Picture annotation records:
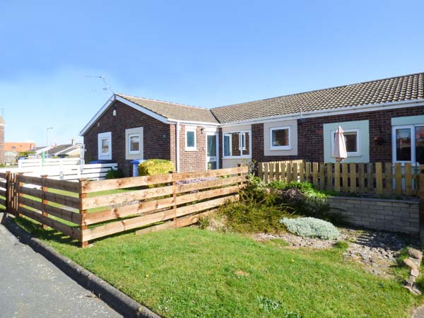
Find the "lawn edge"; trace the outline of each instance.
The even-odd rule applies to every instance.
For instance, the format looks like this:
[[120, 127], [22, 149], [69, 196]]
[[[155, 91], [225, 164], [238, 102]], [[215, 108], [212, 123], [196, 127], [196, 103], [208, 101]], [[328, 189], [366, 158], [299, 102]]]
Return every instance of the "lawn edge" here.
[[30, 246], [35, 252], [42, 255], [80, 285], [92, 292], [124, 317], [161, 318], [146, 306], [35, 237], [12, 222], [11, 216], [6, 216], [5, 213], [0, 213], [0, 223], [20, 242]]

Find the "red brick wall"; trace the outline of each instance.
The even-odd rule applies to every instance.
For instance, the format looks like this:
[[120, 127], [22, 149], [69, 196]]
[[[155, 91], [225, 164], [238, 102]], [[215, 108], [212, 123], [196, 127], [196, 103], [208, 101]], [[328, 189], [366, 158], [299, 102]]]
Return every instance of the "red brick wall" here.
[[160, 122], [121, 102], [116, 101], [115, 104], [117, 116], [113, 116], [111, 105], [84, 135], [86, 163], [98, 160], [98, 134], [111, 131], [112, 160], [118, 163], [126, 176], [132, 175], [131, 160], [125, 159], [125, 129], [141, 126], [143, 127], [144, 159], [172, 159], [170, 128], [173, 125]]
[[[252, 125], [252, 159], [257, 162], [305, 159], [307, 161], [324, 161], [323, 124], [332, 122], [370, 121], [370, 160], [371, 162], [391, 161], [391, 118], [424, 114], [424, 106], [385, 110], [377, 112], [358, 112], [298, 120], [298, 155], [265, 156], [264, 155], [264, 124]], [[385, 143], [378, 146], [373, 139], [382, 136]]]

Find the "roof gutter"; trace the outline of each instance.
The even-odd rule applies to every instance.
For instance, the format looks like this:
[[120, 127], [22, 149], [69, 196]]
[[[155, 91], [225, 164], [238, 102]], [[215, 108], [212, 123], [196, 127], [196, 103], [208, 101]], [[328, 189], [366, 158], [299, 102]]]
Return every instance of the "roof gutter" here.
[[312, 112], [301, 112], [283, 115], [269, 116], [266, 117], [255, 118], [253, 119], [241, 120], [221, 124], [220, 126], [232, 126], [249, 124], [259, 124], [263, 122], [277, 122], [281, 119], [299, 119], [301, 118], [322, 117], [336, 114], [350, 114], [353, 112], [363, 112], [382, 110], [385, 109], [405, 108], [412, 106], [424, 106], [424, 100], [405, 100], [402, 102], [386, 102], [348, 107], [337, 108], [334, 110], [314, 110]]

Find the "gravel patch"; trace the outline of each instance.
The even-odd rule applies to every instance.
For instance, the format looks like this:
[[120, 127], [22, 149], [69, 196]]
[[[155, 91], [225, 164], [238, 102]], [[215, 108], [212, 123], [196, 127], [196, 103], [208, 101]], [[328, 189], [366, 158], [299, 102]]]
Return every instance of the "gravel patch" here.
[[390, 266], [396, 265], [399, 251], [407, 247], [419, 248], [419, 240], [411, 236], [382, 231], [338, 228], [340, 237], [334, 240], [301, 237], [291, 233], [254, 235], [257, 240], [283, 239], [289, 245], [285, 248], [331, 248], [338, 241], [346, 241], [349, 247], [343, 254], [345, 259], [361, 263], [365, 269], [375, 275], [390, 276]]

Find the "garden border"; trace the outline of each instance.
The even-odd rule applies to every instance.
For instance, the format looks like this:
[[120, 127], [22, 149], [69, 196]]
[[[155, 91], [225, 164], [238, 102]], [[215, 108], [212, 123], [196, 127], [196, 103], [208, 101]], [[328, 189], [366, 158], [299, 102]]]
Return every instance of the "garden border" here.
[[20, 242], [30, 246], [35, 252], [42, 255], [68, 276], [88, 290], [91, 291], [101, 300], [106, 302], [124, 317], [161, 318], [146, 306], [135, 301], [112, 285], [78, 265], [73, 261], [63, 256], [54, 249], [35, 237], [6, 216], [6, 213], [0, 212], [0, 223]]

-- What you have to do --
Show every line in the rows above that contains the word "each", copied in full.

-- Exercise response --
Find the "lawn edge"; trace the outline of each instance.
Find the "red brick wall"; trace the outline of each instance.
Find the "roof gutter"; trace the outline of each instance.
Find the "gravel patch"; trace the outline of each instance.
Find the "garden border"; trace the outline of each instance.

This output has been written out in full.